| Text segment |

★ ★ ★ ★ ★ ★ ★

Oddly, in Eastern Europe the effect was almost the opposite. Landowners actually increased their power and range, and gradually forced the surviving peasantry into a tighter bondage, known to historians as ‘the second serfdom’. This was possible because the landowners of eastern Europe, which had come to feudalism later, had been slightly more powerful and entrenched before the plague arrived. The cities of today’s Poland, eastern Germany and Hungary were less populous and powerful than the wool-trading, wine-trading mercantile towns of northern Italy and England. The advances in legal rights and the power of the guilds in Western Europe may not have been dramatic by modern standards, but they were enough to tilt the advantage against the nobility when labour was scarce. In the east, the aristocracy was more ruthless and faced less resistance from the scattered peasantry. So a modest difference in the balance of power, suddenly exagger
ated by the social disruption of the Black Death, caused wildly divergent changes that would result for centuries in Western Europe being more advanced and socially complicated than the similar-looking land directly to the east.39
France and Holland would influence the entire world; Poland and the Czech lands would influence only the world immediately around them.
These effects were, of course, invisible to those who lived through the ravages of the plague, which would return at intervals for centuries to come. In the first and particularly horrific visitation, cities became ghostly spectres of their once lively selves. Entire villages emptied, leaving their fields to return to weed and woodland. Religious mania and extremism flourished, and a dark view of the end times for Christian people became deeply engrained. Authorities tottered. Crafts and skills declined. The papacy shook. On the other side of Eurasia, the glory of Song China crumbled, and the peasants, there too, revolted. Marco’s message of hope echoed in vain among peoples who were not yet strong enough to reach out and join hands.
Sailing from Byzantium
Here is how it finished. There were fourteen miles of wall protecting Constantinople, said to be the greatest city in Christendom. But inside the walls, among the multicoloured churches, the ancient Roman monuments and spacious squares, there were now so few people living that parts of the city had been turned back into farmland. In the 500s, this had been the largest city in the Western world, with half a million inhabitants. By the 1200s there were still four hundred thousand people there, and its wealth awed observers. The French Crusader Geoffroi de Villehardouin spoke of ‘those high ramparts and the strong towers . . . the splendid palaces and the soaring churches’. The Crusaders, he said, ‘never thought that there could be so rich and powerful a place on earth’. Not long afterwards, a Muslim merchant called Abdullah reported that it took a whole morning to cross Constantinople from side to side, and that it had almost one hundred thousand churches.40 Yet by 1453, for Constantinople’s last stand, to man those walls the last emperor Constantine XI Palaeologus had only around seven thousand able-bodied men left.

★ ★ ★ ★ ★ ★ ★

| Excerpted records |
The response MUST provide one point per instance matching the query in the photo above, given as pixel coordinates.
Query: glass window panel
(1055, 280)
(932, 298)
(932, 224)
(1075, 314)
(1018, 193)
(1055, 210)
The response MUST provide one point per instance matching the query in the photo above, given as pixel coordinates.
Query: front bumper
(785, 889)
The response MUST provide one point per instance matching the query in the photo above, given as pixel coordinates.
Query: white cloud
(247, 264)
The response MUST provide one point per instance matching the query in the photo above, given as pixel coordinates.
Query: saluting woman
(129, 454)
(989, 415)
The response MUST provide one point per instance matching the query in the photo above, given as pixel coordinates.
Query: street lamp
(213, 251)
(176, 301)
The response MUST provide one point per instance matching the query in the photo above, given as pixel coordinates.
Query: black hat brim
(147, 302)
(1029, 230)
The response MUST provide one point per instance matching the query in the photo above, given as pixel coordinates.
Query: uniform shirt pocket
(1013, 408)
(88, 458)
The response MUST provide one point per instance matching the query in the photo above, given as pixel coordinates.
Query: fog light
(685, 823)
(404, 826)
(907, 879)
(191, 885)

★ ★ ★ ★ ★ ★ ★

| Exercises |
a. In the history passage, how many able-bodied men did Constantine XI Palaeologus have left to man the walls of Constantinople in 1453?
b. Please retype the history passage, everything from "These effects were, of" down to "and join hands.".

| Outputs in order |
a. Around seven thousand.

b.
These effects were, of course, invisible to those who lived through the ravages of the plague, which would return at intervals for centuries to come. In the first and particularly horrific visitation, cities became ghostly spectres of their once lively selves. Entire villages emptied, leaving their fields to return to weed and woodland. Religious mania and extremism flourished, and a dark view of the end times for Christian people became deeply engrained. Authorities tottered. Crafts and skills declined. The papacy shook. On the other side of Eurasia, the glory of Song China crumbled, and the peasants, there too, revolted. Marco’s message of hope echoed in vain among peoples who were not yet strong enough to reach out and join hands.